## begin STORED DATA
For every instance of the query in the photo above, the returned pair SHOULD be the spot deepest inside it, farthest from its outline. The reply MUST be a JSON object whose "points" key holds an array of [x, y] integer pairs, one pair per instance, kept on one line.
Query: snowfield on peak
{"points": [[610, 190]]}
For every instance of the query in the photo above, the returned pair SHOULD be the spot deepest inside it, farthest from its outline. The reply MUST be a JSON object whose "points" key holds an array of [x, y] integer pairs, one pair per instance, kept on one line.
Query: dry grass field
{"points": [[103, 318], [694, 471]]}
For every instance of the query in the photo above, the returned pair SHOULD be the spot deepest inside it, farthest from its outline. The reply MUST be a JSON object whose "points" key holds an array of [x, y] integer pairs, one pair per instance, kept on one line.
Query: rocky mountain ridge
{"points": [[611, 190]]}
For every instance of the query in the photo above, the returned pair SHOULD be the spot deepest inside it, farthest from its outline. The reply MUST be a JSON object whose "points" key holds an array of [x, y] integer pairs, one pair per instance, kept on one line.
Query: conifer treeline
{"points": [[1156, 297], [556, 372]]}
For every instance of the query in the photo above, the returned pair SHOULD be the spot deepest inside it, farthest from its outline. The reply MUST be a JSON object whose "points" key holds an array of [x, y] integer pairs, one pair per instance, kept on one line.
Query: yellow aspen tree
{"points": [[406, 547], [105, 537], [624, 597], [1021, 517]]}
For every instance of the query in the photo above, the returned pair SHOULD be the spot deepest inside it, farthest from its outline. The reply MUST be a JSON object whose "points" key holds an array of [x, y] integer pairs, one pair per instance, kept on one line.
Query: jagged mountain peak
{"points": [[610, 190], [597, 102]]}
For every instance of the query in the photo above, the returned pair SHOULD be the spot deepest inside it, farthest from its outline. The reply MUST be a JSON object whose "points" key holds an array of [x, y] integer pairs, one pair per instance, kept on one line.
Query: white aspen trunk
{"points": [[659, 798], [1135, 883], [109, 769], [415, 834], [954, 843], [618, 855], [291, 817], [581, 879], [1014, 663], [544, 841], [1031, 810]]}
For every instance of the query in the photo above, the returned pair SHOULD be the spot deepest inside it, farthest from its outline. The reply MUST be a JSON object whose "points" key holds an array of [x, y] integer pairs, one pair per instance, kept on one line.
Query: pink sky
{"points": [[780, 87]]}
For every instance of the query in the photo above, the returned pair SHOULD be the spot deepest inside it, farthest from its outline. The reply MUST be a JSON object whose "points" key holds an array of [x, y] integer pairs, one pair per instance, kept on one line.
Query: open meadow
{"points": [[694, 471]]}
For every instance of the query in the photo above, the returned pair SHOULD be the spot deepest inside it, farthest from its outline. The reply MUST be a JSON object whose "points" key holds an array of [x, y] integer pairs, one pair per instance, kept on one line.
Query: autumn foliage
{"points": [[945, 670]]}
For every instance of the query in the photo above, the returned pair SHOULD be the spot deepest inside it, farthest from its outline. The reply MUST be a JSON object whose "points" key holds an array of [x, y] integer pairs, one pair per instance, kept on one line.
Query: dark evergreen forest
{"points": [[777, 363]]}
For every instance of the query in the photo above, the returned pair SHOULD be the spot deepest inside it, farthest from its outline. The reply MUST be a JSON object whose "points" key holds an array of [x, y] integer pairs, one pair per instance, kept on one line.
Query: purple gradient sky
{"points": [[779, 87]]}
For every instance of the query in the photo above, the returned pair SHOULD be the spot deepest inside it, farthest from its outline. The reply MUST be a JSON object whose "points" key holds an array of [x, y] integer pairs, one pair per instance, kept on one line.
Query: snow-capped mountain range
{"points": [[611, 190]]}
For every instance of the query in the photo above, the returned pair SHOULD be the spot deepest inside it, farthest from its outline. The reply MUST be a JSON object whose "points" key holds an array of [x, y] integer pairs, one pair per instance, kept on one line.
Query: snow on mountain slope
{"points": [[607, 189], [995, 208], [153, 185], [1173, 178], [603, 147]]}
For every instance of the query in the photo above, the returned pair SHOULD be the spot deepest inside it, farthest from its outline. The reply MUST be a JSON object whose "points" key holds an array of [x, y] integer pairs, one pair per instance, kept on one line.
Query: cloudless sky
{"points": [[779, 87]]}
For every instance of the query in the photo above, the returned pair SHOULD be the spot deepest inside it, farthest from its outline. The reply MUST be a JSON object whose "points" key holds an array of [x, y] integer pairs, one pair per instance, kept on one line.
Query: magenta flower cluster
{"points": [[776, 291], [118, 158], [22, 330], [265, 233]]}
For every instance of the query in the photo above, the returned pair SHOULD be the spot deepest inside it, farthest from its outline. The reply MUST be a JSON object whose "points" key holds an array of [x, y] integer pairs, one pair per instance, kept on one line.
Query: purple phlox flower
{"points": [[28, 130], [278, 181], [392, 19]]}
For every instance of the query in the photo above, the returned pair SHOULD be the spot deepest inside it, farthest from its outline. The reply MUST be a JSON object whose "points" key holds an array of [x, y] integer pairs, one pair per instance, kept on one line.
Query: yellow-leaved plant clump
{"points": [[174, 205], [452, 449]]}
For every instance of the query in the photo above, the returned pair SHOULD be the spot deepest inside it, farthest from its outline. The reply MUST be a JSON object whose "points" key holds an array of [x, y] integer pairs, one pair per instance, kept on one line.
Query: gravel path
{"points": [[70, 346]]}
## end STORED DATA
» SET TASK: Count the lines in the data above that contain the word "purple". How many are there? Reply with the number alone.

» SOLUTION FOR THIS PROBLEM: 2